#### [Exercises to complete]
A: Transcribe the setter passage word for word between "My heart skipped" and "except for me.", inclusive.
B: Answer these questions using the setter passage:
(i) Who trained Albert at The Webb Farm?
(ii) How long does each of the narrator's coverts take to hunt?
(iii) What was the temperature on the day Albert was picked up?

#### [Source passage]
■ ■ ■ ■ ■ ■ ■

My heart skipped a beat when my wife told me she loved Albert. He was a young, muscular, good-looking tricolor setter of North Carolina quail stock, part of the field-dog rotation at The Webb Farm. Bill Webb owned him, Wade Meacham trained him and Kenny Rabb hunted him. One day, Albert tore a ligament, and despite surgery he would never get back to the rigorous hunting schedule required of him at the farm.
Bill knew the setter still had a lot more bird-chasing years in him. If Albert were worked out regularly and hunted for shorter periods of time, he’d be just fine. And so it came to be during our annual winter hunt at The Webb Farm. Bill could think of no better fit for Albert since we work our dogs regularly and each of our coverts takes about an hour to hunt. We were shoeins for the Adopt Albert program, and everyone wanted the dog to find a home in our kennel – except for me.
How do you take a big running dog whelped on fields full of wiregrass, lovegrass, milo and bicolor lespedeza and get him to like the tight, harsh New England coverts? The term “exercise in futility” came to mind, and I was concerned that I could take the dog out of the South but that I wouldn’t be able to take the South out of the dog.
Any protest I may have had was over by the time my daughter met Albert. She liked the tan and black patches around his eyes, and she smiled when he flopped into her lap. I folded like a house of cards, and we picked up Albert on an 85-degree, Carolina-blue spring day. Love was in the air.
The dog adjusted just fine to his new life above the Mason-Dixon Line. I ran him in the woods, we did casting two-a-days to shorten his range and he showed a lot of promise. He was a smart, experienced, well-trained gun dog, and it helped that our summers reminded him of his days on the piedmont. Albert proved that you can teach an old dog new tricks.
There was just one hitch. As horses balk at jumping fences, field dogs usually reject thick cover. Unless it’s in their blood, hat dog – or for that matter, what hunter – would trade the softness of wheat, milo, and barley fields for the impenetrable white birch runs, the stabbing Hawthorne tines, the shrouds of bull briars, and the snarling tangles of raspberry vines? Dogs usually don’t volunteer to run through that kind of mess, and Albert was no exception.

■ ■ ■ ■ ■ ■ ■

#### [Dataset records]
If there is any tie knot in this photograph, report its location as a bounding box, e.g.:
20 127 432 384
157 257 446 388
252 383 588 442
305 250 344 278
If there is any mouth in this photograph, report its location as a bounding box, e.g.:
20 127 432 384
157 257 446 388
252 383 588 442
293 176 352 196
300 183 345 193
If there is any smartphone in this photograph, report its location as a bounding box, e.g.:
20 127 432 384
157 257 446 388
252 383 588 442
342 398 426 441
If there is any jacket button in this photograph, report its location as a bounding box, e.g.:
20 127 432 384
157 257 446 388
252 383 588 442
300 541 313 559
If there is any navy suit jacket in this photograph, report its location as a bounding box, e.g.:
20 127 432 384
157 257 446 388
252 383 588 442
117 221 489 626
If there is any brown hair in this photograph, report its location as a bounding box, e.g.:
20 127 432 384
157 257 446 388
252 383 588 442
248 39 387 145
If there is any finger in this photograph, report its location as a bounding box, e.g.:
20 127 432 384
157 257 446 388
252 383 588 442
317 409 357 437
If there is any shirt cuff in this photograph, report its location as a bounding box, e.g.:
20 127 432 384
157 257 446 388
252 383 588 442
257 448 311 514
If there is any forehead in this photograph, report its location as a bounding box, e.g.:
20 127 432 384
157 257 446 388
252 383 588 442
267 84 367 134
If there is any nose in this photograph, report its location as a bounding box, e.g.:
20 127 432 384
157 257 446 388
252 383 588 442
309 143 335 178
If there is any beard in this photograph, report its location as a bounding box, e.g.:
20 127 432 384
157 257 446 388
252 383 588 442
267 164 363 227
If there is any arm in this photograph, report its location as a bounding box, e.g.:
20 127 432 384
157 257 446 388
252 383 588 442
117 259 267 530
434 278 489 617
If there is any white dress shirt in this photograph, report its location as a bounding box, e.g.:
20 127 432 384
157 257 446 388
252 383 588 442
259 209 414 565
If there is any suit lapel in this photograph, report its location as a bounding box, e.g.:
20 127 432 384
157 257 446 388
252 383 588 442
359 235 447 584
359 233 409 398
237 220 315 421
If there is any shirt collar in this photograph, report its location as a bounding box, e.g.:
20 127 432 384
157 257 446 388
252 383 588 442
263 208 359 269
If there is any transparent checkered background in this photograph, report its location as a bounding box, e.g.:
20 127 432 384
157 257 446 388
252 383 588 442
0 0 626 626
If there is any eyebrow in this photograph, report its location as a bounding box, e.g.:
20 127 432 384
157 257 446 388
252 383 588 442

■ ■ ■ ■ ■ ■ ■

#### [Answers to each task]
A:
My heart skipped a beat when my wife told me she loved Albert. He was a young, muscular, good-looking tricolor setter of North Carolina quail stock, part of the field-dog rotation at The Webb Farm. Bill Webb owned him, Wade Meacham trained him and Kenny Rabb hunted him. One day, Albert tore a ligament, and despite surgery he would never get back to the rigorous hunting schedule required of him at the farm.
Bill knew the setter still had a lot more bird-chasing years in him. If Albert were worked out regularly and hunted for shorter periods of time, he’d be just fine. And so it came to be during our annual winter hunt at The Webb Farm. Bill could think of no better fit for Albert since we work our dogs regularly and each of our coverts takes about an hour to hunt. We were shoeins for the Adopt Albert program, and everyone wanted the dog to find a home in our kennel – except for me.

B:
(i) Wade Meacham
(ii) About an hour
(iii) 85 degrees